___ Document text

37. Upon receiving SMP’s July 24 letter, Mr. Popik contacted Mr. Kerner to protest SMP’s position and asked SMP to reconsider, emphasizing the importance of the continued incentive payments post-petition to APS’s turnaround. (D.I. 110 at 77-8, D.I. 111 at 325-26)
38. In response to this conversation, Mr. Kerner sent another letter to APS dated August 5, 1998 memorializing a verbal proposal from the conversation stating that SMP would pay rebates earned by APS during the last quarter of 1997 and the first quarter of 1998 in accordance with the methodology set forth in the April 15 letter, provided that APS would agree to forego its right to any future rebates. (PX 30) APS subsequently refused to accept the terms of SMP’s August 5 letter. (D.I. 110 at 79)
39. Throughout the post-petition period, SMP continued to calculate the PIP rebates APS would be eligible for based on its post-petition product purchases. (D.I. 111 at 348, 405) Based on the July 2 letter and quarterly reports generated by SMP through the fourth quarter of 1998, the amounts were:
February — March 1998 $825,133.49 April — June 1998 $1,208,321.67 July — September 1998 $1,054,645.42 October — December 1998 $319,981.57
(PX 26, 36, 80, 81) Additionally, Mr. Popik estimated that APS was eligible for an additional $100,000 in rebates based on products purchased in January and February of 1999. (PX 40; D.I. 110 at 86) SMP never paid APS any post-petition rebates.
40. Post-Petition Warranty Returns. During the postpetition period, APS attempted to return approximately $4.2 million of warranty product to SMP. (PX 42; D.I. 110 at 123-24)
41. As of the date of the bankruptcy petition, APS had received approximately $15 million in parts from SMP for which it had not paid. Accordingly, SMP took the position that it would no longer accept warranty returns from APS post-petition unless the parties could agree to a return program, approved by the bankruptcy court, because it was not possible to determine how much of the product sought to be returned had been purchased prepetition and were not paid for. (PX 22, DX 171, 172, 177; D.I. 110 at 129-30, D.I. 111 at 394) SMP did not believe that APS should be permitted to return product it never paid for and then obtain a credit because SMP “would have lost twice on that product.” (D.I. 111 at 327-28)
42. Additionally, SMP was concerned about APS’s rapid consolidation and the prospect that defective and non-defective inventory might get commingled, resulting in high amounts of non-defective inventory being returned as warranty returns. (D.I. 111 at 327, 348-49) In the past, SMP’s warranty return policy had been abused by other customers who wanted to reduce their inventory by returning large numbers of good products as purportedly defective. (D.I. 111 at 349-51)
43. Furthermore, there was evidence that APS had mismanaged its inventory such that it was “completely out of hand” which contributed to its bankruptcy. (D.I. 110 at 149-51)

______
___ Provided data

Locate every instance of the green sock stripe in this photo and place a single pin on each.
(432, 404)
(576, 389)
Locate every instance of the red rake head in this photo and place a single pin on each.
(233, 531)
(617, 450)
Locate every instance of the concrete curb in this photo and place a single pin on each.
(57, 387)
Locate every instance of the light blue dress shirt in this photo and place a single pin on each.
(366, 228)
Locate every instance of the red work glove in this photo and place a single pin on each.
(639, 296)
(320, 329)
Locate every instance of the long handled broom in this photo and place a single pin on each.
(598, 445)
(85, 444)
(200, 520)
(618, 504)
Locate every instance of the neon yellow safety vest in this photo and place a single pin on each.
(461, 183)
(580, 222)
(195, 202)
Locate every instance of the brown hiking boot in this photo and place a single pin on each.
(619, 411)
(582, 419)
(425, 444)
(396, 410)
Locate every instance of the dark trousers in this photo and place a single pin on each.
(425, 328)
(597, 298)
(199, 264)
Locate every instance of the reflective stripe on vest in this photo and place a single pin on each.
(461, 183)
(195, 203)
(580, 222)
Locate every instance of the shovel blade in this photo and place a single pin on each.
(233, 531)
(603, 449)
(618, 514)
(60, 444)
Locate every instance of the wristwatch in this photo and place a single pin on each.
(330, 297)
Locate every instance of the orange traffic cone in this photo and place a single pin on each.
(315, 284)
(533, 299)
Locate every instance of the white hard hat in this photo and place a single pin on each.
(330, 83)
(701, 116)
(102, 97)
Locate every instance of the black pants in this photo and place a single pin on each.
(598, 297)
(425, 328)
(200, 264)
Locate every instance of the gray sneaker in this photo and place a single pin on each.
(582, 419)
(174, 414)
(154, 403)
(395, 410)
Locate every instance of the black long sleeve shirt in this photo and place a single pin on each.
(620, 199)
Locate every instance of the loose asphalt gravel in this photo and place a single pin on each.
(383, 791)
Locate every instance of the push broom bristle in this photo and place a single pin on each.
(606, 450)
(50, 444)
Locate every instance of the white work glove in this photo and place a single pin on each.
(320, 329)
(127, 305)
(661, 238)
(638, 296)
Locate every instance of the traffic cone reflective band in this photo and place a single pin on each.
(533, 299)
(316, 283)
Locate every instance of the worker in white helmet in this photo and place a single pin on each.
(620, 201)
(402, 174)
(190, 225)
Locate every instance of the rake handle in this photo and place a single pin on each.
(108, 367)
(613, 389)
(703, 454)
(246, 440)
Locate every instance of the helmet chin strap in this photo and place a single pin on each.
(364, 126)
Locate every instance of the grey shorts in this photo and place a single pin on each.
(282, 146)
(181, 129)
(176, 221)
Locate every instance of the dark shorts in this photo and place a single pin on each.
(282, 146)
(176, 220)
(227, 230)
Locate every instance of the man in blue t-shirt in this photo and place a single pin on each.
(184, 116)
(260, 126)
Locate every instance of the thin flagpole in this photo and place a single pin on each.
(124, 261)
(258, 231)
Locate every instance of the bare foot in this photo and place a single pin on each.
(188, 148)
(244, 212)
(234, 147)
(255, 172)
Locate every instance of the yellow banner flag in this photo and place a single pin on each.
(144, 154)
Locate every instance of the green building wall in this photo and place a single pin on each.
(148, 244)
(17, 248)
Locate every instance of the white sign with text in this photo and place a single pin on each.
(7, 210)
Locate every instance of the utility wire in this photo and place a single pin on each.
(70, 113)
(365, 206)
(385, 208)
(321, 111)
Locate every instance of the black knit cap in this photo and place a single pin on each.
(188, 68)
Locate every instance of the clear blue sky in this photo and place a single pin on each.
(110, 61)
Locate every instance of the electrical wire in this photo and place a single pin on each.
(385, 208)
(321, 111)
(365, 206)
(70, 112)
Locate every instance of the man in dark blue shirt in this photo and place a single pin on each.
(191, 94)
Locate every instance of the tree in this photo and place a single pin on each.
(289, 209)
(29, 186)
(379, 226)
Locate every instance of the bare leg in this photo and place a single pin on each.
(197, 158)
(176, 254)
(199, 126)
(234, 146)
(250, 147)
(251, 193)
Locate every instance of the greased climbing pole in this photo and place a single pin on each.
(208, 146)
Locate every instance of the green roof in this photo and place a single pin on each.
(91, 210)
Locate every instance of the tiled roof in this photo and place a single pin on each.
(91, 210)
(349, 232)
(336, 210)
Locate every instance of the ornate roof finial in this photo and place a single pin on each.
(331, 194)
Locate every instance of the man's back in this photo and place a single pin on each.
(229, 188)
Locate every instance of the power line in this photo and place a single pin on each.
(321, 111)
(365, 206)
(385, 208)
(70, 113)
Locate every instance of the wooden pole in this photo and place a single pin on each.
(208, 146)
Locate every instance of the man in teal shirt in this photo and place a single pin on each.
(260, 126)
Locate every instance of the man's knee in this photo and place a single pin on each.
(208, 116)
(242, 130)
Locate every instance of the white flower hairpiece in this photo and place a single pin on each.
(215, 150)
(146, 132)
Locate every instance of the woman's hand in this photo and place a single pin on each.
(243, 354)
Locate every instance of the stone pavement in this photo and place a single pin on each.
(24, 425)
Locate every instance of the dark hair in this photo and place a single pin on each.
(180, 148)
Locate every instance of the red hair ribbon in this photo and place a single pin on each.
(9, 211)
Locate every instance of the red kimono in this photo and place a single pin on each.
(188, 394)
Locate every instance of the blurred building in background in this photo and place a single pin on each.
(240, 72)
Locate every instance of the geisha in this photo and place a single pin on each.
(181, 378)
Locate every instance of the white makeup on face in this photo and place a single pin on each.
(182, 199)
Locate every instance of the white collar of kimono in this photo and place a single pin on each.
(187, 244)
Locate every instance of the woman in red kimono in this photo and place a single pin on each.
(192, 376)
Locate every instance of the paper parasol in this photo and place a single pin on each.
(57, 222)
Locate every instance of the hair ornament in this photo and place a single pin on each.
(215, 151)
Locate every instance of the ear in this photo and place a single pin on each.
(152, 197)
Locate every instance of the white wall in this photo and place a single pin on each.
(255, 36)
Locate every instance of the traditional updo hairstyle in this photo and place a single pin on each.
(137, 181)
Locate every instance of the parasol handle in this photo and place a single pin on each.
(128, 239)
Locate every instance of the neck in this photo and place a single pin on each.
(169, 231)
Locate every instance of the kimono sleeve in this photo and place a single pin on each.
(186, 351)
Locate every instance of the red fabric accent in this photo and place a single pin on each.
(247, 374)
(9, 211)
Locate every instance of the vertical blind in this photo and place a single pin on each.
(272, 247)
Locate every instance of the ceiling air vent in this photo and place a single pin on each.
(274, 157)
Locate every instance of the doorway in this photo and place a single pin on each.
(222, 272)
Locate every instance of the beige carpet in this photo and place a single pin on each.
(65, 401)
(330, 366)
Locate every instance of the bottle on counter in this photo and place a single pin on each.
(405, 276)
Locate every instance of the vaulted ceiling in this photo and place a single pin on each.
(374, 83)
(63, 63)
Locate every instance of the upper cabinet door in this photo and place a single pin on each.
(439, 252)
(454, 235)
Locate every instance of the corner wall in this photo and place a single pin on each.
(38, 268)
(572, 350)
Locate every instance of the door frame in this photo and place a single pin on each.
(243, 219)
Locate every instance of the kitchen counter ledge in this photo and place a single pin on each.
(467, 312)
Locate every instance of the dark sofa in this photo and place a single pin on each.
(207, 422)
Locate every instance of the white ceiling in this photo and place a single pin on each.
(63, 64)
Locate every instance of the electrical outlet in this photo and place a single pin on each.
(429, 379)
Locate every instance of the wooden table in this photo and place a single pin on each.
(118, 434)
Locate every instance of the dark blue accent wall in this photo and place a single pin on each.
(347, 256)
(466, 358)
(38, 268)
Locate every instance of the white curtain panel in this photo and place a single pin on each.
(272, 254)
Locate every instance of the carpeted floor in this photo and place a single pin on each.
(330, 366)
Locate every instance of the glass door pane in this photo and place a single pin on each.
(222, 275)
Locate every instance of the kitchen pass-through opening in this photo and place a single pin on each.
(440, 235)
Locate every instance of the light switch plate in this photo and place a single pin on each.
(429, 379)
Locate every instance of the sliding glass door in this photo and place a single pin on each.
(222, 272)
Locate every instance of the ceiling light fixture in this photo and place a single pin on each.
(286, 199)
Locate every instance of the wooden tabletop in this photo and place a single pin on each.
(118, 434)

______

#### Tasks
a. Copy the court findings from "39. Throughout the" up to and including "110 at 123-24)".
b. Continue the court findings on the SMP and APS dispute from where they stop.

#### The results
a.
39. Throughout the post-petition period, SMP continued to calculate the PIP rebates APS would be eligible for based on its post-petition product purchases. (D.I. 111 at 348, 405) Based on the July 2 letter and quarterly reports generated by SMP through the fourth quarter of 1998, the amounts were:
February — March 1998 $825,133.49 April — June 1998 $1,208,321.67 July — September 1998 $1,054,645.42 October — December 1998 $319,981.57
(PX 26, 36, 80, 81) Additionally, Mr. Popik estimated that APS was eligible for an additional $100,000 in rebates based on products purchased in January and February of 1999. (PX 40; D.I. 110 at 86) SMP never paid APS any post-petition rebates.
40. Post-Petition Warranty Returns. During the postpetition period, APS attempted to return approximately $4.2 million of warranty product to SMP. (PX 42; D.I. 110 at 123-24)

b.
44. Following APS’s bankruptcy petition, the parties attempted to negotiate the issue of warranty returns. (DX 177; D.I. 110 at 68, D.I. 111 at 328, 393, 397) In its April 15 letter, SMP stated that it would start accepting warranty returns after the parties reached an agreement on a formula to determine what amount would be applied pre-petition and what amount should be applied to post-petition, as had been done with the issue of core returns. (PX 22; D.I. 111 at 392-93) Again, SMP wanted bankruptcy court approval for the agreement prior to accepting any warranty returns for credit to the pre-petition accounts in order to protect itself. (D.I. 111 at 392-93)
45. APS did not accept SMP’s terms because APS did not believe its bank group would agree to the terms and, ultimately, no agreement between the parties was ever reached. (D.I. 110 at 67, 100-01, D.I. 111 at 328, 393, 397)
46. The Post-Petition Account Reconciliation. APS’s last purchases from SMP occurred in February 1999 and APS discontinued substantially all of its operation by April 1999. (D.I. 83) As APS wound down its operations during the first half of 1999, it had to reconcile the open accounts with its suppliers. (D.I. 110 at 84)
47. In connection with this process, a reconciliation of the approximately 20,000 post-petition transactions between APS and SMP was prepared by APS under the direction of APS’s Director of Distribution Center Accounting, Stephen Smith. (PX 40; D.I. 110 at 189, D.I. 111 at 248) Initially, APS’s reconciliation indicated that APS had overpaid SMP by $1,826,673.80. (PX 40)
48. The APS reconciliation was forwarded to SMP on or about May 11, 1999. APS sent SMP a summary of its reconciliation but did not send SMP copies of any supporting schedules, or other raw data APS used to generate its reconciliation. (PX 40; D.I. 110 at 175, D.I. 111 at 202, 258) SMP subsequently asked APS for the source documents or schedules supporting its reconciliation numbers but APS did not respond or provide the information requested. (D.I. 110 at 173-75, D.I. 111 at 245, 248, D.I. 112 at 559-61, 567, 578-79)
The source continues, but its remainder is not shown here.